Rewrite all of the records below, renaming "query phrase" to "target phrase" wherever it occurs. Leave every other character as it is.

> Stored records
>>>>>
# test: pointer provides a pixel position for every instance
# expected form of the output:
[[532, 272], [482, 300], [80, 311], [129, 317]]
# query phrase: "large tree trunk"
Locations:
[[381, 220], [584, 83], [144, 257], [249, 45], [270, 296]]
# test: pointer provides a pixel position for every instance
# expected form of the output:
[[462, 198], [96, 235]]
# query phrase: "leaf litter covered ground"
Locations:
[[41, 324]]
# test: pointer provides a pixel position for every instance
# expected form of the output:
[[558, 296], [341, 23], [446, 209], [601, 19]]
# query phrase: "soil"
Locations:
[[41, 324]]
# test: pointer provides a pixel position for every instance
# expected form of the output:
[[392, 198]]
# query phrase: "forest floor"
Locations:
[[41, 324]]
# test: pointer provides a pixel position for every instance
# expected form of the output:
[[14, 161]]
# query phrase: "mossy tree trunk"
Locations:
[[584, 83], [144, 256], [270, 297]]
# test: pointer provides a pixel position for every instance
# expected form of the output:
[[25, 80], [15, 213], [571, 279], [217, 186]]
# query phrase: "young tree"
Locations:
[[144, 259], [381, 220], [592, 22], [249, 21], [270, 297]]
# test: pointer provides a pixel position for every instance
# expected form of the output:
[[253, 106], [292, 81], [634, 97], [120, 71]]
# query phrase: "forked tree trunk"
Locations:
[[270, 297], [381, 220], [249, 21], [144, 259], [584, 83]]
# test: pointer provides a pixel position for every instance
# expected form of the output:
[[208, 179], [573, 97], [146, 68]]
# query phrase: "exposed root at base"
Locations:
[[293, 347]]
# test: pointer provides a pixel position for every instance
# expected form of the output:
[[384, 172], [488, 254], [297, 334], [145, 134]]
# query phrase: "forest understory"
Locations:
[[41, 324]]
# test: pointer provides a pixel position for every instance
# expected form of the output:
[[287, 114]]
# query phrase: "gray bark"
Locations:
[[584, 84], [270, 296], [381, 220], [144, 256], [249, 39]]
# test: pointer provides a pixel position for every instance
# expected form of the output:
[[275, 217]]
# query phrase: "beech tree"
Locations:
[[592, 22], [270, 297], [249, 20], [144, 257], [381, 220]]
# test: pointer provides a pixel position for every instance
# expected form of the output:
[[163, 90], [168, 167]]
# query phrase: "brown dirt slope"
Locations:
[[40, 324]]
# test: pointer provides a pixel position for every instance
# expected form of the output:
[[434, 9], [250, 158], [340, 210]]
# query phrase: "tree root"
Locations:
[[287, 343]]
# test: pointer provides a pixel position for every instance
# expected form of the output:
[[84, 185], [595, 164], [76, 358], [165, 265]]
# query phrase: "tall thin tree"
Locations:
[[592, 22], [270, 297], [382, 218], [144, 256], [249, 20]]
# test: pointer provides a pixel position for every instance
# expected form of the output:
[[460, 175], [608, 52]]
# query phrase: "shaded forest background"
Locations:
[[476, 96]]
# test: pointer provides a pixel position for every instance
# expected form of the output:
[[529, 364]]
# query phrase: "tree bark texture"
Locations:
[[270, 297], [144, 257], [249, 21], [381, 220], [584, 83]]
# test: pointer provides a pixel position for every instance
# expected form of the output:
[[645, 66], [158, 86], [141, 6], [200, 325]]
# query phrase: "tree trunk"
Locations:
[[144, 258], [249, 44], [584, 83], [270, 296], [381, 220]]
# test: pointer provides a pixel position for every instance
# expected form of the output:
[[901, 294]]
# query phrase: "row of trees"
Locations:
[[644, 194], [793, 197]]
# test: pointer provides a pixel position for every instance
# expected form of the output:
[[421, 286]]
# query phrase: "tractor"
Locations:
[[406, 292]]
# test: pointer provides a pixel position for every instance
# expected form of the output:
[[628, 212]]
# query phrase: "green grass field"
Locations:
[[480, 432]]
<<<<<
> CORRECT RESULT
# test: pointer provides a pixel position for every instance
# expected form of the output:
[[532, 272], [482, 300], [80, 311], [129, 317]]
# target phrase: "large tree trunk"
Locations:
[[381, 220], [584, 83], [144, 257], [249, 45], [270, 296]]
# test: pointer provides a pixel position for every instance
# expected form of the output:
[[462, 198], [96, 235]]
# target phrase: "leaf litter covered ground"
Locations:
[[41, 324]]
# test: pointer provides a pixel position for every instance
# expected form of the output:
[[558, 296], [341, 23], [446, 209], [601, 19]]
# target phrase: "soil"
Locations:
[[41, 324]]
# test: pointer provides a pixel position for every instance
# expected form of the output:
[[392, 198]]
# target phrase: "forest floor"
Locations:
[[41, 324]]
# test: pointer provides a pixel position for every instance
# expected form of the output:
[[14, 161]]
# target phrase: "mossy tree trunk"
Locations:
[[584, 83], [144, 256], [270, 297]]
# test: pointer provides a pixel position for every instance
# expected form of the output:
[[25, 80], [15, 213], [571, 279], [217, 186]]
# target phrase: "young tree"
Locations:
[[144, 259], [381, 220], [592, 22], [249, 21], [270, 297]]
# test: pointer provides a pixel position for every instance
# expected form of the output:
[[253, 106], [292, 81], [634, 97], [120, 71]]
# target phrase: "forked tree trunk"
Locations:
[[270, 297], [381, 220], [249, 21], [144, 259], [584, 83]]
# test: pointer provides a pixel position for every instance
# expected form of the output:
[[208, 179], [573, 97], [146, 68]]
# target phrase: "exposed root at base"
Locations:
[[293, 347]]
# test: pointer provides a pixel position for every instance
# expected form of the output:
[[384, 172], [488, 254], [297, 334], [145, 134]]
# target phrase: "forest understory"
Locations:
[[41, 324]]
# test: pointer provides a pixel position for every instance
# expected form of the output:
[[287, 114]]
# target phrase: "gray bark"
Locations:
[[584, 84], [270, 296], [381, 220], [144, 256], [249, 39]]
# test: pointer provides a pixel position for every instance
# expected form of the output:
[[275, 217]]
# target phrase: "beech tree"
Locations:
[[592, 22], [270, 297], [249, 20], [144, 257], [381, 220]]
# test: pointer provides a pixel position for every instance
# expected form of the output:
[[163, 90], [168, 167]]
# target phrase: "brown dirt slope"
Locations:
[[40, 324]]
# test: pointer provides a pixel position for every instance
# expected form of the output:
[[434, 9], [250, 158], [340, 210]]
# target phrase: "tree root"
Locations:
[[287, 343]]
# test: pointer provides a pixel position for every instance
# expected form of the output:
[[84, 185], [595, 164], [76, 358], [165, 265]]
# target phrase: "tall thin tree"
Locations:
[[592, 22], [270, 297], [382, 218], [144, 256], [249, 20]]
# test: pointer provides a pixel position for every instance
# expected form of the output:
[[460, 175], [608, 52]]
# target phrase: "shaded forest background"
Locations:
[[476, 96]]
# test: pointer provides a pixel position for every instance
# expected form of the output:
[[529, 364]]
# target phrase: "tree bark texture"
Locations:
[[270, 297], [144, 257], [249, 21], [381, 220], [584, 83]]
# test: pointer provides a pixel position for every instance
# expected form of the output:
[[645, 66], [158, 86], [141, 6], [200, 325]]
# target phrase: "tree trunk"
Locations:
[[144, 258], [249, 44], [584, 83], [270, 296], [381, 220]]
# test: pointer provides a pixel position for every instance
# expected form of the output:
[[901, 294]]
# target phrase: "row of trees"
Locations:
[[644, 194], [793, 197]]
# test: pointer provides a pixel position for every instance
# expected form of the output:
[[421, 286]]
# target phrase: "tractor"
Locations:
[[406, 292]]
# test: pointer provides a pixel position for every instance
# expected form of the output:
[[628, 212]]
# target phrase: "green grass field"
Locations:
[[480, 432]]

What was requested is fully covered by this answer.